Dear Cake + Eating It: Candor can’t be bad? Really? You don’t think our society is lubricated by all that we overlook versus all that we pay attention to? How many wars have been started over things people have not said?

Candor is not a get-out-jail-free card and we widely consider “jerks” to be people who are candid at the exact wrong time. I mean, your blouse may indeed be the ugliest thing I’ve ever seen, but that doesn’t mean you need to hear it from me.

Likewise, unless you’re telling me you’re online looking for a lover, your desire for a woman is a stray thought that while you might think a partner share makes it harmless, is anything but. Try telling him this: “Sometimes I think about sleeping with Donald Trump [or Joe Biden].” See if that doesn’t play havoc with your dinner plans.

If you’re in a relationship where you take each other seriously, everything means everything and that’s before we even get to the substance of what we’re talking about: your desire for out-of-relationship sex with a woman. Which is a lot easier to deal with than your desire to “what if …” your lover.

If you’re thinking that because you have an affair with a woman he’s going to let you slide if caught, I’ll say: maybe. If he’s very stupid, very understanding, kinky or just doesn’t care, why yes! If he’s sprung on you? Yeah, he might know that it’s intimate space shared, and shared with someone other than him, and that might sting a bit.

**INFORMATION**
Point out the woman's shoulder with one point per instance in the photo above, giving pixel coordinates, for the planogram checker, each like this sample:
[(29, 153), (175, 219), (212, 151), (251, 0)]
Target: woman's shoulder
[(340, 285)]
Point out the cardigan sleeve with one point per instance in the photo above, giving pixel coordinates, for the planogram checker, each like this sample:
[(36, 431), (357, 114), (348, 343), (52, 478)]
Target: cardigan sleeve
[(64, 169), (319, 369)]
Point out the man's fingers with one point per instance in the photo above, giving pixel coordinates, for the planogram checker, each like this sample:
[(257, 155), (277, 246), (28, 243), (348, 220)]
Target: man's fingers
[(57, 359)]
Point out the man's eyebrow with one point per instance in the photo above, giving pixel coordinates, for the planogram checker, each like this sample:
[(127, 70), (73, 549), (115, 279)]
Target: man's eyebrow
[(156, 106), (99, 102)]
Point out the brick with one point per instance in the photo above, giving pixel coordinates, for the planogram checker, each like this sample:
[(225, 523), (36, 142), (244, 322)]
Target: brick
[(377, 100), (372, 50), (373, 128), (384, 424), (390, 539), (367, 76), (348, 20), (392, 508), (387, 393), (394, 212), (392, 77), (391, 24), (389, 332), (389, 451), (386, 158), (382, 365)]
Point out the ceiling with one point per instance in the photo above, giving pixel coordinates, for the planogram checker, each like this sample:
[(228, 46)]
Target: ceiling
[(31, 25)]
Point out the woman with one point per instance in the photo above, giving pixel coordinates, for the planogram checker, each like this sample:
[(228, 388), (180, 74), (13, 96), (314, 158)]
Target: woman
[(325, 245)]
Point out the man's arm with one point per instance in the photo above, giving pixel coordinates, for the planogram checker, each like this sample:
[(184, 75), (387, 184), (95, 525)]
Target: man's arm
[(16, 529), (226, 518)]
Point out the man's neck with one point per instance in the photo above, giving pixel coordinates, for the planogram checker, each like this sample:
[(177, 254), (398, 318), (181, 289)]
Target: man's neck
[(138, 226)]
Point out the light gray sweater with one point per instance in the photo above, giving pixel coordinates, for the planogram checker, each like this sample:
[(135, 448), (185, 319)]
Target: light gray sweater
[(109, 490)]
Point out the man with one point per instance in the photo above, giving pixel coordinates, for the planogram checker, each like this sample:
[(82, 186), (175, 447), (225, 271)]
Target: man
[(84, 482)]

**EXERCISE 1**
According to the advice column, who do we widely consider to be "jerks"?
**EXERCISE 2**
Write out the advice column's words between "Dear Cake +" and "your dinner plans.", inclusive.
**EXERCISE 3**
Extend the advice column on candor and desire, picking up after its final sentence.

**REPLY 1**
People who are candid at the exact wrong time.

**REPLY 2**
Dear Cake + Eating It: Candor can’t be bad? Really? You don’t think our society is lubricated by all that we overlook versus all that we pay attention to? How many wars have been started over things people have not said?

Candor is not a get-out-jail-free card and we widely consider “jerks” to be people who are candid at the exact wrong time. I mean, your blouse may indeed be the ugliest thing I’ve ever seen, but that doesn’t mean you need to hear it from me.

Likewise, unless you’re telling me you’re online looking for a lover, your desire for a woman is a stray thought that while you might think a partner share makes it harmless, is anything but. Try telling him this: “Sometimes I think about sleeping with Donald Trump [or Joe Biden].” See if that doesn’t play havoc with your dinner plans.

**REPLY 3**
But your obligation? To do what you can live with. So … do what you can live with.

When to Call the Cops 101

EUGENE, SIR: I just found out my ex was date-raped by her current boyfriend. She’s forgiven him — she came up with excuses since he did it when they were getting high together, but she knows that he drugged her with something. Isn’t this one of those the People of Florida v. Joe Smith (as I’ll call him) things? In the interest of justice, should’t I notify the police? — Neal

Dear Kneels Feels: Your concern is admirable. Your concern, however, will also be questioned, deeply and thoroughly, since it seems heavily weighted upon you having a lot to gain and not a lot to lose from taking this to the authorities. While I don’t know the circumstances behind your breakup, it’s at times like this that I turn to Slick Rick, who famously said, “I didn’t make the laws, but they make sense to my ass.” Then he got himself incarcerated, but that’s neither here nor there.

The issues here center around a few things. First, your ex’s decision to forgive her current partner.

She may know a lot more than she’s told you. She also may be telling you what she’s telling you because she knows how well it will play to the room.

If her current boyfriend did drug and rape her, while the long arm of the law should lash him to the fullest extent, her decision to forgive him very much plays against this being possible.

Meaning if she chooses not to back your play, you’re knee-deep in a very heavy lift.

Your best bet? Realize that being a good friend may be at variance with being a good ex, and know that you’re the latter, not the former. If she changes her mind, it would be good to be there for her. But for now? It’s none of your business. And I think the People of Florida would likely concur.

Erectionally Inconsistent

EUGENE, SIR: I’m 46; my lover is 47. If we spend 30 minutes having penetrative sex, his penis is fully hard only about 80 percent of the time. Is its ebb and flow connected to his level of sexual interest? — Is It Me?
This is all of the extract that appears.